»»
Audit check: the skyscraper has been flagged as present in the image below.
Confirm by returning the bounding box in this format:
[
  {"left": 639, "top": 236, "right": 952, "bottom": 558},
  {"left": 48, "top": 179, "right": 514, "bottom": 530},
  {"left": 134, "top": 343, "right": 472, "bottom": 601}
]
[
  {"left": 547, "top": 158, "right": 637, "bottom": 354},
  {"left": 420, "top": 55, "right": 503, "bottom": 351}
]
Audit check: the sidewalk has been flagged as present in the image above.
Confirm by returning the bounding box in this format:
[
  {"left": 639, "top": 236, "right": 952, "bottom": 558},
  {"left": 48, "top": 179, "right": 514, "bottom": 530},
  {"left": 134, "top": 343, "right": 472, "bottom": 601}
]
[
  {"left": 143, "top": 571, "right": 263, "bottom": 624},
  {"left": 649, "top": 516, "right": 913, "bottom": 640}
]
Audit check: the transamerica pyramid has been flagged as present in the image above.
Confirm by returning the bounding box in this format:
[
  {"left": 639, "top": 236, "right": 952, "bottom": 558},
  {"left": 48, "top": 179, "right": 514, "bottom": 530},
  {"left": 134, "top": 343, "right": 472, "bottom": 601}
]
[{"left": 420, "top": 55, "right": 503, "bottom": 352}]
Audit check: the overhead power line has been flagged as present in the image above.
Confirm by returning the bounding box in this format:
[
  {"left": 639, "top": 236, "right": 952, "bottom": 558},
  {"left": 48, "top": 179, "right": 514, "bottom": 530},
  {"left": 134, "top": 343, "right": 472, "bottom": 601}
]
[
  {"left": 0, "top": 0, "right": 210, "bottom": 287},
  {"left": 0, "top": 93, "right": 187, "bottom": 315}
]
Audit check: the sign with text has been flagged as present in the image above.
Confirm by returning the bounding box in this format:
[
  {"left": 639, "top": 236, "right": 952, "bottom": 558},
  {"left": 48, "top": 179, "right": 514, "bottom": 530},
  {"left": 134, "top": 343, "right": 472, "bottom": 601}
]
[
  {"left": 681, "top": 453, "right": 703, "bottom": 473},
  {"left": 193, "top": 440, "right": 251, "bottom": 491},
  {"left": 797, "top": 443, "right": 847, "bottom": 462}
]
««
● Set problem: Edit the listing above so that every "flagged" reads "marked", and keep all other text the same.

● Correct response:
Audit check: the skyscraper has been marked as present in the image below.
Confirm by returning the bounding box in this format:
[
  {"left": 639, "top": 236, "right": 952, "bottom": 558},
  {"left": 48, "top": 179, "right": 514, "bottom": 530},
  {"left": 134, "top": 343, "right": 472, "bottom": 601}
]
[
  {"left": 547, "top": 158, "right": 637, "bottom": 354},
  {"left": 420, "top": 55, "right": 503, "bottom": 351}
]
Audit check: the sidewalk has been marked as present in the image above.
Confirm by returning the bounding box in this format:
[
  {"left": 639, "top": 236, "right": 952, "bottom": 558},
  {"left": 48, "top": 179, "right": 514, "bottom": 530},
  {"left": 134, "top": 343, "right": 472, "bottom": 601}
]
[
  {"left": 143, "top": 571, "right": 263, "bottom": 624},
  {"left": 649, "top": 516, "right": 913, "bottom": 640}
]
Audit check: the transamerica pyramid has been marked as present in the image above.
Confirm by returning the bounding box in this format:
[
  {"left": 639, "top": 236, "right": 952, "bottom": 558},
  {"left": 48, "top": 179, "right": 514, "bottom": 530},
  {"left": 134, "top": 343, "right": 472, "bottom": 601}
]
[{"left": 420, "top": 55, "right": 503, "bottom": 352}]
Audit check: the overhead power line has been marked as present in the image above.
Confirm by returning the bounding box in this format:
[
  {"left": 639, "top": 236, "right": 952, "bottom": 558},
  {"left": 48, "top": 179, "right": 514, "bottom": 530},
  {"left": 134, "top": 343, "right": 472, "bottom": 601}
]
[
  {"left": 0, "top": 0, "right": 210, "bottom": 287},
  {"left": 0, "top": 93, "right": 187, "bottom": 315}
]
Audit check: the sign with text has been marked as present in the image above.
Confirm by returning the bounding box in this format:
[
  {"left": 639, "top": 236, "right": 952, "bottom": 558},
  {"left": 48, "top": 179, "right": 514, "bottom": 530},
  {"left": 134, "top": 343, "right": 472, "bottom": 601}
]
[
  {"left": 681, "top": 453, "right": 703, "bottom": 473},
  {"left": 193, "top": 440, "right": 251, "bottom": 491},
  {"left": 797, "top": 443, "right": 847, "bottom": 462}
]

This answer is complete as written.